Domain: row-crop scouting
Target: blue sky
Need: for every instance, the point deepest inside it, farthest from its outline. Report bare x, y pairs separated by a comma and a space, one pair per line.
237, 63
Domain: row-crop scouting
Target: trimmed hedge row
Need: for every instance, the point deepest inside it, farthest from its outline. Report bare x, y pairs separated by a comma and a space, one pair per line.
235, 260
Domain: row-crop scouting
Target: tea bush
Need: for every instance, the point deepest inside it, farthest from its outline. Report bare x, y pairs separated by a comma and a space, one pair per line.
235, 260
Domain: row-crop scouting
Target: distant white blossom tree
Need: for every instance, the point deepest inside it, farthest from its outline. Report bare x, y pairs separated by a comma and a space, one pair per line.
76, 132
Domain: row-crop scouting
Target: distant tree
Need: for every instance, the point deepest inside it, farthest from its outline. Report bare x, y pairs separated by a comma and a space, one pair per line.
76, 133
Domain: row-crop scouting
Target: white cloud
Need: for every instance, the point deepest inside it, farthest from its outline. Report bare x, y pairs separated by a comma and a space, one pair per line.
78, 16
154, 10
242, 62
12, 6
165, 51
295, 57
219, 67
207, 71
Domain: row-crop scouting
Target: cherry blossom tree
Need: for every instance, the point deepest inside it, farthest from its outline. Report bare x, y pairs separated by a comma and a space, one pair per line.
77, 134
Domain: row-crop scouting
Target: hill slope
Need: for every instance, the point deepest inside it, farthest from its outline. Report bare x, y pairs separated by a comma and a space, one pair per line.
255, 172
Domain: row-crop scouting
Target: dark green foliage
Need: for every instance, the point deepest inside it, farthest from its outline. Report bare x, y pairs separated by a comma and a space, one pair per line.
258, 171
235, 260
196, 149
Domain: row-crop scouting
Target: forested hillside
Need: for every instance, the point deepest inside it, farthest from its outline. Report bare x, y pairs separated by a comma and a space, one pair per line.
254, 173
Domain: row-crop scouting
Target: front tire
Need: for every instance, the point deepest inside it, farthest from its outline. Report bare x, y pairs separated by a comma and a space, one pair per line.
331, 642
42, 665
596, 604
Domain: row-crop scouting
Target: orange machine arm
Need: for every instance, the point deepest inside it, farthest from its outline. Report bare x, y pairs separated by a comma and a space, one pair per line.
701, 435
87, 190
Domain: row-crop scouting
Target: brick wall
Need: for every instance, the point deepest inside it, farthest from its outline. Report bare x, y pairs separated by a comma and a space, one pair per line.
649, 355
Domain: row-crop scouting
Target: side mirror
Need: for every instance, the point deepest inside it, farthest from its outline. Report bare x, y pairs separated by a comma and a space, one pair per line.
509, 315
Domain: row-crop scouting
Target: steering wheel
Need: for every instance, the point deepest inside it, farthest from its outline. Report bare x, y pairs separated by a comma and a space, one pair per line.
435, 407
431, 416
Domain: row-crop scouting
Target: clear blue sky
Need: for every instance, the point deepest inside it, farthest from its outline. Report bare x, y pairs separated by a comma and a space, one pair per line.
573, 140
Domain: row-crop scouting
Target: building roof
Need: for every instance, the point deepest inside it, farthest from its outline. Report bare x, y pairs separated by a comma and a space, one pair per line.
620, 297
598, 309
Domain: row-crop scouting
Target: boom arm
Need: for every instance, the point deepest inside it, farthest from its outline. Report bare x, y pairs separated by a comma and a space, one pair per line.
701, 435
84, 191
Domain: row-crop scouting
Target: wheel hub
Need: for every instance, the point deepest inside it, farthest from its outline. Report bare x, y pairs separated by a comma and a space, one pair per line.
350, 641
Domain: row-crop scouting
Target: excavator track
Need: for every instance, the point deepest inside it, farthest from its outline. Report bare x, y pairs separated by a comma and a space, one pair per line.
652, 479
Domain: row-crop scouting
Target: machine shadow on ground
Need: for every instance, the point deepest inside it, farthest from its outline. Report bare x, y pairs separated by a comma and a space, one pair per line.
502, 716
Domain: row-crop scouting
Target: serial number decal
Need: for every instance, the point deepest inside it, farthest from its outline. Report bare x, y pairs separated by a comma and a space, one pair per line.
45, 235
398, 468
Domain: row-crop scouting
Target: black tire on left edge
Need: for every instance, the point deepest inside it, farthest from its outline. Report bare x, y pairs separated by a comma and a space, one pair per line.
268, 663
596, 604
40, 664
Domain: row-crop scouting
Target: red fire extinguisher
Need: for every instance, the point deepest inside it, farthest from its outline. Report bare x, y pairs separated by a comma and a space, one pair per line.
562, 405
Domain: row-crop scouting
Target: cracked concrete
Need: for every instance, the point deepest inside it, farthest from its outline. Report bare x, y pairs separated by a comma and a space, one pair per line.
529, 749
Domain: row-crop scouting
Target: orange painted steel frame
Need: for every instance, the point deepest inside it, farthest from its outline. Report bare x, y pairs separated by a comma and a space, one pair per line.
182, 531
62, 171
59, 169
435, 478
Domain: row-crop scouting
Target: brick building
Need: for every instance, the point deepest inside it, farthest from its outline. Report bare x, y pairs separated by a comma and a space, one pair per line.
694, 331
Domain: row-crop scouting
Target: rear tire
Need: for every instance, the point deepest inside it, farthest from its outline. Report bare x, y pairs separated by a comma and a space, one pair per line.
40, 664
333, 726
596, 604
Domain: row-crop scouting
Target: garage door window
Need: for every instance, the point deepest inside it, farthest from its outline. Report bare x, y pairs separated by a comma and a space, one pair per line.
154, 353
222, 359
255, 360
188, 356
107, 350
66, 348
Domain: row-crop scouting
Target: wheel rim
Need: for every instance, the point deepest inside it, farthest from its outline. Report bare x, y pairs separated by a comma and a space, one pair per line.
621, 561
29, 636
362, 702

● ● ● ● ●

What to do — Scan the data for lines containing "tree" and copy all of them.

Written answer —
Target: distant white blossom tree
Target: distant tree
Target: cherry blossom tree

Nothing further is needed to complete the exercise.